What is being asked: The required output consists solely of the lines from the line containing "(format x=542, y=228)" through the end of the records, copied exactly.

Listed records:
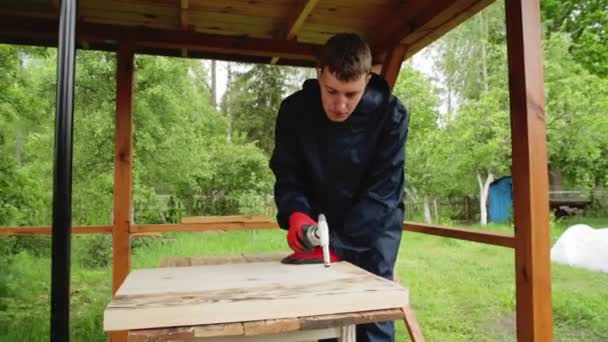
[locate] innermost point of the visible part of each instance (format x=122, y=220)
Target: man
x=339, y=151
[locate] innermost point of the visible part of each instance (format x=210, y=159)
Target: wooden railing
x=210, y=223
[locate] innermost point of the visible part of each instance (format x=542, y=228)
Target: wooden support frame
x=248, y=222
x=123, y=159
x=530, y=172
x=295, y=22
x=44, y=31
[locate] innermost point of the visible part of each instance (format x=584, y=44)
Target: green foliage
x=577, y=117
x=586, y=22
x=255, y=98
x=95, y=251
x=235, y=180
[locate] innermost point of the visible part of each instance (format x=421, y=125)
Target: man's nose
x=341, y=104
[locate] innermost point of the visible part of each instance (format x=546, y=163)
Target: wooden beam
x=434, y=31
x=295, y=22
x=123, y=159
x=12, y=231
x=489, y=238
x=183, y=15
x=44, y=31
x=298, y=17
x=392, y=64
x=428, y=23
x=202, y=227
x=226, y=219
x=248, y=222
x=530, y=171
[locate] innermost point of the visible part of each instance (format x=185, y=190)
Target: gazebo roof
x=280, y=31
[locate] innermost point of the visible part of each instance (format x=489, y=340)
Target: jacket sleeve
x=286, y=164
x=379, y=205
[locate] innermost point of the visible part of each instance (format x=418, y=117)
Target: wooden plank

Output of the exercise:
[locate] innermost point of the visible part of each instance (format x=542, y=228)
Target: wooden support frame
x=248, y=222
x=123, y=159
x=530, y=172
x=295, y=22
x=44, y=31
[locate] innermost point of the visible part of each instance (format x=584, y=44)
Target: green foliage
x=577, y=117
x=586, y=22
x=255, y=98
x=95, y=251
x=235, y=180
[locate] innermost point of the visible part of each instance (format x=421, y=125)
Target: man's nose
x=341, y=104
[locate] innermost point of the visible part of each instance (format x=546, y=163)
Target: wooden beam
x=434, y=31
x=295, y=22
x=123, y=159
x=12, y=231
x=489, y=238
x=183, y=15
x=44, y=31
x=298, y=17
x=392, y=64
x=428, y=23
x=202, y=227
x=226, y=219
x=248, y=222
x=530, y=171
[locate] innermost point of the visible part of each instance (format x=185, y=190)
Target: gazebo roof
x=280, y=31
[locate] innermost point of the visible part of each instance (format x=489, y=340)
Target: jacket sleeve
x=286, y=164
x=379, y=205
[locate] innermost point of the visible part of each instance (format x=418, y=117)
Target: wooden plank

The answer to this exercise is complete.